If you have ever had to research an investment or a business venture to figure out what you are getting yourself into – you have done due diligence.
Unfortunately, that is where it ends for most business owners. But you will not be one of them. Even if you are not buying a business, performing a due diligence process on your own business can be equally if not more valuable.
Read on to find out how to maximise due diligence returns by aligning it with your objectives.
Objective 1: I buy businesses at bargain prices.
Due diligence will protect you by identifying the risks associated with a new business venture – if you know what issues are affecting the target business, a good due diligence process will give you more cards at the negotiating table!
If you are doing due diligence on a business you wish to purchase, be prepared to sign a Non-Disclosure Agreement.
Objective 2: My business will fund my lifestyle into the future.
Due diligence ensures you and your business are healthier. Conducting due diligence on your own business essentially does the buyer’s job for them. If potential investors look at your business today and would not invest in it, why should you?

Records supplied:
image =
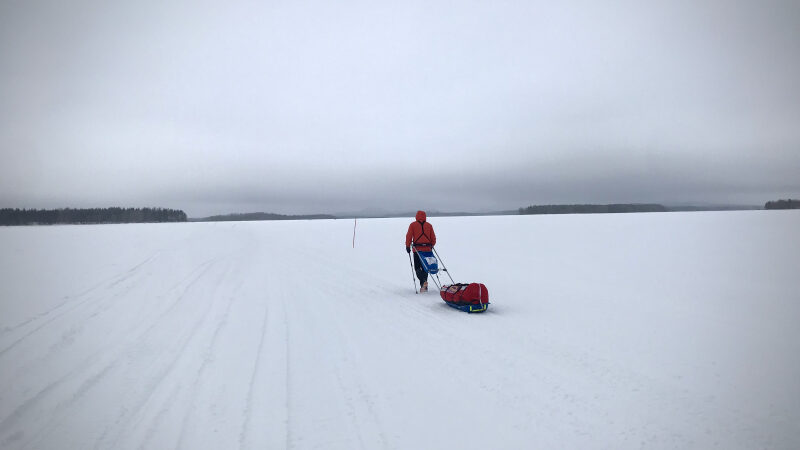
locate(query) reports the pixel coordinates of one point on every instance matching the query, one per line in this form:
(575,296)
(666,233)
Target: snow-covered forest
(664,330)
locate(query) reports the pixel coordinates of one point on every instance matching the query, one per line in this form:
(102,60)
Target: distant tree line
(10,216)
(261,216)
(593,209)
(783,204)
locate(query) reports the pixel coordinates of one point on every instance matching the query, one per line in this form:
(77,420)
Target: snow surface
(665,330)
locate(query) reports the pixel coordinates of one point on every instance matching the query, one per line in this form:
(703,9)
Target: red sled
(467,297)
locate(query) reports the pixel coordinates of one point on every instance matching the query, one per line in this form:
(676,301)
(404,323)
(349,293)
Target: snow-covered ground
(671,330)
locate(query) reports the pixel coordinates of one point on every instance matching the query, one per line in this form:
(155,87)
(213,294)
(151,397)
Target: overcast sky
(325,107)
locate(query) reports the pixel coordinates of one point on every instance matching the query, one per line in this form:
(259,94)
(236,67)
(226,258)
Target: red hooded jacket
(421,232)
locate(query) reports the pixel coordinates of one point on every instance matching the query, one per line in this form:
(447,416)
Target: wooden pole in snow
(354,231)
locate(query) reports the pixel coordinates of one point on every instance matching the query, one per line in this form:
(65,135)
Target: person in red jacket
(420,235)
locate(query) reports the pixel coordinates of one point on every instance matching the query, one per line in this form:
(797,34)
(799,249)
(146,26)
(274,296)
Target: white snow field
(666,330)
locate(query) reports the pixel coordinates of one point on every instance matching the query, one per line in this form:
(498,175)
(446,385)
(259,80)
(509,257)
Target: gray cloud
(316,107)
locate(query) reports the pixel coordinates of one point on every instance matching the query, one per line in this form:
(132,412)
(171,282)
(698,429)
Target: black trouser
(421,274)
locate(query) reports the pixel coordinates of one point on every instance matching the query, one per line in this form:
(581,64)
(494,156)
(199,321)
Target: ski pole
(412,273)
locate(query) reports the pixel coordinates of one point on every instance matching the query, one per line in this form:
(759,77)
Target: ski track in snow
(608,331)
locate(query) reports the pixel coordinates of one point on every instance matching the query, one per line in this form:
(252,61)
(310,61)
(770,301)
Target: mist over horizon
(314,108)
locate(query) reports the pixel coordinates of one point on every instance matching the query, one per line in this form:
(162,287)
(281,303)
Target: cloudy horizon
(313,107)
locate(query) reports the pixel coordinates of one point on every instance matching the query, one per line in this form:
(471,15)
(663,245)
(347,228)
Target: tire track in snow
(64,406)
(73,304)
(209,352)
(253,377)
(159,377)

Task list:
- 1) Return the passage of the due diligence article from "If you have" up to and including "not more valuable.", with no changes.
- 2) Write the next part of the due diligence article, picking up after its final sentence.

Answers provided:
- 1)
If you have ever had to research an investment or a business venture to figure out what you are getting yourself into – you have done due diligence.
Unfortunately, that is where it ends for most business owners. But you will not be one of them. Even if you are not buying a business, performing a due diligence process on your own business can be equally if not more valuable.

- 2)
Performing consistent due diligence on your business will identify any risks that may have emerged since you purchased the business. A classic example is where small businesses become over reliant on owners – once identified by due diligence, it’s time to delegate, book those flights and recharge with peace of mind!
Objective 3: I build businesses from scratch and sell them.
Due diligence keeps you focused. It prepares the business to be sold at a moment’s notice. If you find yourself being tempted to sell when performing due diligence, it might be time to consider re-igniting the passion that you had when you started on this journey.
If you do decide to sell, an effective due diligence process ensures the process is smooth. When negotiating a business for sale, it’s often what is not said. Your ability to quickly and seamlessly provide key documents to investors, will give you an edge over other businesses.
How is Due Diligence conducted?
What you look for in a due diligence process depends on your motivations. The following is by no means a comprehensive list of things to consider when conducting due diligence but provides a useful starting point:
- Do you need help understanding what you are actually buying under the sale of business contract?
- If you need to wrap up the business, will you be liable to pay rent for the remainder of the lease?
- Does the business need a government licence to operate?
- Is the business currently in court? Are the legal costs manageable?
- Are staff being paid correctly? Are there any HR liabilities such as leave entitlements?
- Does the business currently rely on any particular member of staff? Are they staying on when the business changes hands?
- A business may seem bigger than it actually is because of the assets it possesses. Will you own the key assets needed to run the business?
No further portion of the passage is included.